**What to do**
Arrange the records from the line with "Tag each instance of the flower" through the end of the records as a two-column CSV with the headers text and answer. Give one row per record, quote every field, and replace line breaks with spaces.

[Excerpts from a point labeling dataset]

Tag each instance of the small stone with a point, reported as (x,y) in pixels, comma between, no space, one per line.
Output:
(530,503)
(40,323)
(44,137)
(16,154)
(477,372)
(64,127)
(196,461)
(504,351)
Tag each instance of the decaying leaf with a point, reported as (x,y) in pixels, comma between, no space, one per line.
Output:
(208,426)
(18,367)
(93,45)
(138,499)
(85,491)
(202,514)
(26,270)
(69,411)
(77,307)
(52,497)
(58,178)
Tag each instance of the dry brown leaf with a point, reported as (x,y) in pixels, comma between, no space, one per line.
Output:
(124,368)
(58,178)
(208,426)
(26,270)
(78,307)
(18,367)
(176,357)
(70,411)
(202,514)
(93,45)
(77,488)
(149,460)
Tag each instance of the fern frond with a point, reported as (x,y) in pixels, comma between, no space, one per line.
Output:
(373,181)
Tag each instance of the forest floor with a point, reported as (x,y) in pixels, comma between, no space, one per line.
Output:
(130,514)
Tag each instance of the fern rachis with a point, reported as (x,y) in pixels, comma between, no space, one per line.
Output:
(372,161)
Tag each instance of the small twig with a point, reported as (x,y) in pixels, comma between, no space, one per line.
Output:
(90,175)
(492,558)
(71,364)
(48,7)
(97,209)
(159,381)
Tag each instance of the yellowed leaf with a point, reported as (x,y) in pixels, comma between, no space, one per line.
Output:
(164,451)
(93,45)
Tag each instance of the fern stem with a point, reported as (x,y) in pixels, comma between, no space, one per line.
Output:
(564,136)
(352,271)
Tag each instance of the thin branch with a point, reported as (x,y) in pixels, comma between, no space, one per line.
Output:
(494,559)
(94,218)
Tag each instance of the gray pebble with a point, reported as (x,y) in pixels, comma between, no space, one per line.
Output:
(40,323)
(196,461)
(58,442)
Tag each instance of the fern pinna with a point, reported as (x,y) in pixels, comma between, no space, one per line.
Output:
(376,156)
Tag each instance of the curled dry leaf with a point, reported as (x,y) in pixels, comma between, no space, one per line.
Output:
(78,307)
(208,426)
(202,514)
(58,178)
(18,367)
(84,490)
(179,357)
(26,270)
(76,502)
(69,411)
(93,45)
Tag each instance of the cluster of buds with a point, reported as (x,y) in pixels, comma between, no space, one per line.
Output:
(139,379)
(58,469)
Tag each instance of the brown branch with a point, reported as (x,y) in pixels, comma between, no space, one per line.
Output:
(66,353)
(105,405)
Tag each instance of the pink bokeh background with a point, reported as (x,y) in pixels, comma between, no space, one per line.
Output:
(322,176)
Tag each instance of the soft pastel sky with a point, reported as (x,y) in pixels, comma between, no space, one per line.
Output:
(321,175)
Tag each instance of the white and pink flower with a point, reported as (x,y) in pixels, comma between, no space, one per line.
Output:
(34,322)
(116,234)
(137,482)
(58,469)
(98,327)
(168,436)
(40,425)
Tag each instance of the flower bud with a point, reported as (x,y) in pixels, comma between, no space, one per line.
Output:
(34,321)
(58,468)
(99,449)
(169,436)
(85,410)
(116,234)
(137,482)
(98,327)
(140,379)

**Solution for this problem**
text,answer
"Tag each instance of the flower bud with a point, reported as (x,y) in pixels, comma between, no space, one per line. Output:","(34,321) (58,468) (99,449) (169,436) (85,410) (116,234) (137,482) (98,327) (140,379)"